▸ Exercise goal: Each entry must appear again exactly as it does in the source.
────────
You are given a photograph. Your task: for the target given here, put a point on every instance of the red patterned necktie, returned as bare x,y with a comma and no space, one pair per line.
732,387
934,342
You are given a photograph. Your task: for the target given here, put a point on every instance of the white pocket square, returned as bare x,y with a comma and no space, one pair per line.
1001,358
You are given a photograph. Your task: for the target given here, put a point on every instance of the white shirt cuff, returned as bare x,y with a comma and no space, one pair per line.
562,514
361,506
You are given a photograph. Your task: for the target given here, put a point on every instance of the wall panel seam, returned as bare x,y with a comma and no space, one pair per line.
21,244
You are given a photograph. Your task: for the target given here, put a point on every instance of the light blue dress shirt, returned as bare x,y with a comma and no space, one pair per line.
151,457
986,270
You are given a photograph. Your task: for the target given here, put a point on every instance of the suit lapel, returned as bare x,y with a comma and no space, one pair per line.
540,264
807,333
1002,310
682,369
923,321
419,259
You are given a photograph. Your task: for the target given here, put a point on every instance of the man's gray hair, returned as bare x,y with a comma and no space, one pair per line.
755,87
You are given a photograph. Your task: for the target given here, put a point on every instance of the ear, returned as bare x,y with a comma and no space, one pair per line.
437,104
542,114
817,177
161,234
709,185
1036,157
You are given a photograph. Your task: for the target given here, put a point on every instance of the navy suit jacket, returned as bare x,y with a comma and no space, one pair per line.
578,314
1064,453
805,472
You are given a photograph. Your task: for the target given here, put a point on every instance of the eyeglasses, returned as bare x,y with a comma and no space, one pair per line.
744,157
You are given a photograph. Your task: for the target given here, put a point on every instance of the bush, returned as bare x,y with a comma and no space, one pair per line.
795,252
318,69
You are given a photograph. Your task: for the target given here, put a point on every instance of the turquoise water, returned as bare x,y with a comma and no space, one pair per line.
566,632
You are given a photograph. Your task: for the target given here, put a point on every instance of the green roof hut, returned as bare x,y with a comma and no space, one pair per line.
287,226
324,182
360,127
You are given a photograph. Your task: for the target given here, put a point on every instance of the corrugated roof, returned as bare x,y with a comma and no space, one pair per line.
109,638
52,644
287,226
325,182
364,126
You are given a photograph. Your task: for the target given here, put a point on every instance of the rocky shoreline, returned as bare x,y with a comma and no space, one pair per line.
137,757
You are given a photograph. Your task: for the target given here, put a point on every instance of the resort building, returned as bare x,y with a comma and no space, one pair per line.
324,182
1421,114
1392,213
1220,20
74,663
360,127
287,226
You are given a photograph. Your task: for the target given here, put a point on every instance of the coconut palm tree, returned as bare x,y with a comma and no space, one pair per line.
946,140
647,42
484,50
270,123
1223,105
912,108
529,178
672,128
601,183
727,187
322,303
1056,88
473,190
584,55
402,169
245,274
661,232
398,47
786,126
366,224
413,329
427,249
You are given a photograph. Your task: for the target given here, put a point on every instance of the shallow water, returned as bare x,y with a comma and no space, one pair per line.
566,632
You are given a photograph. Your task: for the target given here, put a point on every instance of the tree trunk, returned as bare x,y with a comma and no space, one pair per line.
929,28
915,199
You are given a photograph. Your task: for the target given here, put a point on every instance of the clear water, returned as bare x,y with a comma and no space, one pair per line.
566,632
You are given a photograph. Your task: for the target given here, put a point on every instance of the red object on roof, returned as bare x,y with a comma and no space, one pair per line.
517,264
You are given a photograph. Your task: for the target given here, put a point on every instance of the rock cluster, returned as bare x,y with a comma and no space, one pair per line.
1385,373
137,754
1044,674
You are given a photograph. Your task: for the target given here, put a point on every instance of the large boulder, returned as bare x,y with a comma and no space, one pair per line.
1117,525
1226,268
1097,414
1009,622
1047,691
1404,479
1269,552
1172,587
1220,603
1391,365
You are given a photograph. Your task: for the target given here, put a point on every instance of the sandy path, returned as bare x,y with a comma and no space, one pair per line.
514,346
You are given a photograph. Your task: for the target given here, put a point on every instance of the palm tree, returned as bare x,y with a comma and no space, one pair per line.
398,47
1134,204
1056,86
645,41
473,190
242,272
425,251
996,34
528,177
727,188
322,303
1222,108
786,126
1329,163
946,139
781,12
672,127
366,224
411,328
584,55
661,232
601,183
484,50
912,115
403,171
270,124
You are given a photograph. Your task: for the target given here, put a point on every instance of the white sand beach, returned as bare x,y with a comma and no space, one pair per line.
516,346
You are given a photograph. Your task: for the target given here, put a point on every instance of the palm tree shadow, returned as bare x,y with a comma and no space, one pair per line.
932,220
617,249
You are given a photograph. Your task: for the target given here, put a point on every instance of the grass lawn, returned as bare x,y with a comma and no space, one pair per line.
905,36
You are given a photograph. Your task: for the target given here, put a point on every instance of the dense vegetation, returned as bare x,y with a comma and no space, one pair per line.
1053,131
────────
▸ Full answer:
You are given a photograph. Your task: for the target given here, put a point on every instance of the red patterned necktie, returned as bare x,y with a comma and no space, one pair per line.
732,387
934,342
You are given a photograph. Your task: for the target given here, put a point on every instance of the white pocket square, returned as bare x,y with a comma and no space, one pair per line.
1001,358
You are given a photograph. Your task: for the target given here, put a point on every instance of the white shirt cuff, returned as bare x,y with a comma and no space, one pair per line.
562,514
361,506
You are given a photograph. Your task: for the target given here, put a point on every instance of the wall panel seam, returned as bare x,y with a comma and no space, one pair per line.
21,244
You are given a photograph. Your task: for the target given here, put a point on every instance of the light blue dress shirt, returned as bare x,y with a comma and no space, one pair per line.
151,457
986,270
You are given a photograph. Your task: for the target given here, put a point on every instance of the suit lapel, returned as bare x,y with a comma and no space, one pair per line.
540,264
807,333
1002,310
682,369
923,321
419,259
You are given a photograph. Your task: for the target given here, put a point on every instance of the man's gray hair, returned as bare x,y with a comma and no space, one pair per line.
755,87
You are given a photograph. Your task: for the target given here, put a point on every instance of the ear, returned as bare x,y with a comma and no space, one pair per line.
437,104
542,114
817,177
161,234
709,185
1036,157
You are given a photograph. Your task: for the target given here, put a point on every instance of the navy suit jacket, returned as bare x,y with a comma and no space, one pair per line.
578,314
1064,453
805,472
You are given a photograph. Your task: for the target given here, put a point on every instance of the eyeglasses, returned as bare x,y with a comma and no space, one pair per line.
744,157
You are given a photograph. Your task: for the target given here, put a point on every instance of the bush, returned as bare x,y with a comma and no space, one pair per line.
795,252
318,69
You are given a photograph. Your task: for the target given here, put a point on every instance of the turquoise water, returned as bare x,y with a comma and no space, one pair per line.
566,632
You are given a photograph. Your task: for the target given here, put a point on every instance of the green roof hut, returned as bare x,y with a comma and no space, one pair per line.
287,226
324,182
360,127
You are given a photograph. Your task: for the target given here, put a point on every instance of the corrugated roof, returned as bare x,y with a comma and no space, one pair per line.
109,638
52,644
287,226
325,182
364,126
You are given a photograph. Your task: for the target given here, put a point on every instance of the rocky shoreline, returned as bare x,y with a comma and no space, one pair per line.
137,757
You are given a photograph. Your task: for the target given here, put a point on every instance of the resort building, returned as bare x,y with a comma and no space, one pair per line.
324,182
1421,114
1392,213
1220,20
74,663
360,127
287,226
You are given a photograph. Your task: for the target given here, put a point on every instance of the coconut palm tree, returned as bare x,y with a comma and no space, one pair per line.
946,140
647,42
484,50
270,123
1223,105
912,108
529,178
672,128
601,183
727,187
322,303
1056,88
473,190
584,55
402,169
245,274
661,232
398,47
786,126
366,224
413,329
427,249
You are given a photograph. Your task: for the target given here, put a point on every instance of the shallow water, returned as bare x,y with a comma and no space, one pair per line.
566,632
You are given a photograph. Your task: for the target given here, put a point on every instance of the tree trunk, returned as bare x,y with a comma and no space, one pair per line.
929,28
915,199
You are given a photograph. Your task: for the target given here, put a point on every instance of the clear water, returned as bare x,y with a comma and no space, one pair per line.
566,632
You are given a photograph. Your task: for the target given here, put a point on every instance of the red object on roof, returned as bare x,y with a comma and no space, one pair per line.
517,264
You are given a photograph. Your task: for the target given here, put a point on every instance of the rock cluster, returned as bare x,y with a comma and no space, one pair per line.
1385,373
137,754
1044,674
You are given a photograph. Your task: for the target given here, put a point on every instance of the large boulder, returned as bare x,y with a comma and no space, one pair per line.
1117,525
1226,268
1097,414
1009,622
1047,691
1404,479
1269,552
1172,587
1220,603
1391,365
You are given a photograph. Your task: for the target given here, put a point on every instance of the sandy path, returned as bare x,y with a comma and no space, one pair per line.
514,346
You are given a photograph. Your task: for the target given here, put a point on every instance of the palm tree, returned as bare x,y with a comma and no space, one pair per line.
398,47
1134,204
1056,86
645,41
473,190
242,272
425,251
996,34
528,177
727,188
322,303
1222,108
786,126
1329,163
946,139
781,12
672,127
366,224
411,328
584,55
661,232
601,183
484,50
912,115
403,171
270,124
You are given a photograph. Your task: for the target given here, put a point on every instance of the white sand beach, returned as bare x,y with a comma and no space, one pair per line.
516,346
You are given a photograph. Your task: for the target given here, put a point on every instance of the palm tree shadow, returned as bare x,y with a comma and no space, one pair per line.
932,220
617,249
You are given a photograph. Your task: for the target given here, put a point on every instance of the grass lawn, returned as bare x,y with a comma and no space, one pair per line.
905,36
You are given a photograph. Your task: for the target given here, put a point on every instance of the dense vegetation, returned as bare x,y with a comma and no space, one pair per line.
1053,131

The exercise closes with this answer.